SET OF TASKS:
[1] Answer these questions about the article on Central American street gangs:
(a) How many passengers were killed in the bus attack near Chamalecon?
(b) In which Texas town was Ebner Anibal Rivera-Paz arrested?
(c) What do local officials estimate the gangs' membership to be?
[2] Duplicate the part of the article on Central American street gangs that opens with the words containing "How the Street" and closes with "town of Falfurrias.)".

EXCERPTED PASSAGE:
------------------------
How the Street Gangs Took Central America

WHILE WASHINGTON SLEPT

Last December, a bus driving through the northern city of Chamalecon in Honduras was stopped by gunmen. The assailants quickly surrounded the bus and opened fire with their AK-47s, killing 28 passengers. The attackers, police later revealed, had been members of a notorious street gang known as Mara Salvatrucha (or MS-13) and had chosen their victims at random. The slaughter had nothing to do with the identities of the people onboard; it was meant as a protest and a warning against the government's crackdown on gang activities in the country. (U.S. officials subsequently arrested Ebner Anibal Rivera-Paz, thought to be the mastermind of the attack, in February in the Texas town of Falfurrias.)

The attack and the subsequent arrest were only the latest sign of the growing power of Central America's gangs and their ability to shuttle between their home countries and the United States. In the past few years, as Washington has focused its attention on the Middle East, it has virtually ignored a dangerous phenomenon close to home. Ultraviolent youth gangs, spawned in the ghettos of Los Angeles and other U.S. cities, have slowly migrated south to Central America, where they have transformed themselves into powerful, cross-border crime networks. With the United States preoccupied elsewhere, the gangs have grown in power and numbers; today, local officials estimate their size at 70,000-100,000 members. The marabuntas, or maras, as they are known (after a deadly species of local ants), now pose the most serious challenge to peace in the region since the end of Central America's civil wars.
------------------------
SUPPLIED RECORDS:

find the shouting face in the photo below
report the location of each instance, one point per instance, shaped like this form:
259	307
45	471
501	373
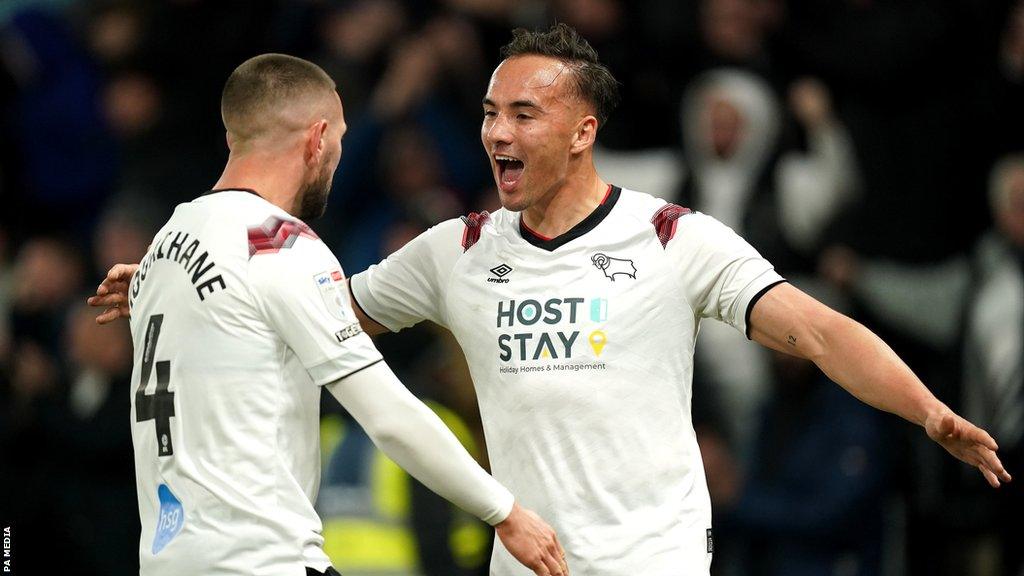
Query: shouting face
530	131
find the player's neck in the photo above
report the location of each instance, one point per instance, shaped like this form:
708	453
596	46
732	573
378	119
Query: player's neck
558	211
264	174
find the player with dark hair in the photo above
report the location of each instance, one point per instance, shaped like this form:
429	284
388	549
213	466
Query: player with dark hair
241	315
578	304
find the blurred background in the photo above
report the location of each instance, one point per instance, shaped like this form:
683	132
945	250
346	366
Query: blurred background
873	150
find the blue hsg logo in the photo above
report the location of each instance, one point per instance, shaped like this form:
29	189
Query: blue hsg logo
170	521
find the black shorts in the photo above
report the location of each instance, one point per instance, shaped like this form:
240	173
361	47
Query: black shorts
330	572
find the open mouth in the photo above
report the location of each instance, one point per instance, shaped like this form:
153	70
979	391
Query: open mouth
509	171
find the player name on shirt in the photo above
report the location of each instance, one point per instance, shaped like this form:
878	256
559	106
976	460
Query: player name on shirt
183	251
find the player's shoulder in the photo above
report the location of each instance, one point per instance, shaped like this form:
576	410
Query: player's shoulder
466	231
260	228
660	216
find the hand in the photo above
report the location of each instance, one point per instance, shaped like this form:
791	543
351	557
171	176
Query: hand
967	442
532	542
113	293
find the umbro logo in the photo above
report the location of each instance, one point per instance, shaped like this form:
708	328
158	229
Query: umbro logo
501	271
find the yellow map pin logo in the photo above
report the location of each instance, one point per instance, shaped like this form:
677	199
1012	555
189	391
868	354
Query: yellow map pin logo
597	340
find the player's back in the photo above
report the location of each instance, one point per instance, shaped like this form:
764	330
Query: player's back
224	417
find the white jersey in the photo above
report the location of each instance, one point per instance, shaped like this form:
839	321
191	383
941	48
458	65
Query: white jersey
581	348
239	315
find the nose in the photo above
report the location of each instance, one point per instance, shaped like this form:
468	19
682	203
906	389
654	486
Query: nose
497	130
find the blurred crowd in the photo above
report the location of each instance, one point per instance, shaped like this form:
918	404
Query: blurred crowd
872	150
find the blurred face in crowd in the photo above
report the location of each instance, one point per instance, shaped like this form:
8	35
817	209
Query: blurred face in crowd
1010	216
312	196
725	124
530	123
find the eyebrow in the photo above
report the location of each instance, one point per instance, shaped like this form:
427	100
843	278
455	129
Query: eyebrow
516	104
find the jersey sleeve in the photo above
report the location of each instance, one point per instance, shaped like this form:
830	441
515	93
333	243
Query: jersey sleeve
409	286
722	276
301	294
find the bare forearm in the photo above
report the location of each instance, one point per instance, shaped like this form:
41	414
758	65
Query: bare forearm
857	360
848	353
790	321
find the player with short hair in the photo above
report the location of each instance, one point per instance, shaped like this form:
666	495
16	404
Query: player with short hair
578	304
241	315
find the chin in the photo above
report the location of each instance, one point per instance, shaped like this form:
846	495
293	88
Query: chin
513	202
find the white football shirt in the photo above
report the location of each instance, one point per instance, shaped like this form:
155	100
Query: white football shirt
581	348
239	315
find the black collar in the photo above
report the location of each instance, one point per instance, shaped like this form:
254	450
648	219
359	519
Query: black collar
581	229
215	191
------------------------
ANSWERS TO THIS EXERCISE:
[1]
(a) 28
(b) Falfurrias
(c) 70,000-100,000 members

[2]
How the Street Gangs Took Central America

WHILE WASHINGTON SLEPT

Last December, a bus driving through the northern city of Chamalecon in Honduras was stopped by gunmen. The assailants quickly surrounded the bus and opened fire with their AK-47s, killing 28 passengers. The attackers, police later revealed, had been members of a notorious street gang known as Mara Salvatrucha (or MS-13) and had chosen their victims at random. The slaughter had nothing to do with the identities of the people onboard; it was meant as a protest and a warning against the government's crackdown on gang activities in the country. (U.S. officials subsequently arrested Ebner Anibal Rivera-Paz, thought to be the mastermind of the attack, in February in the Texas town of Falfurrias.)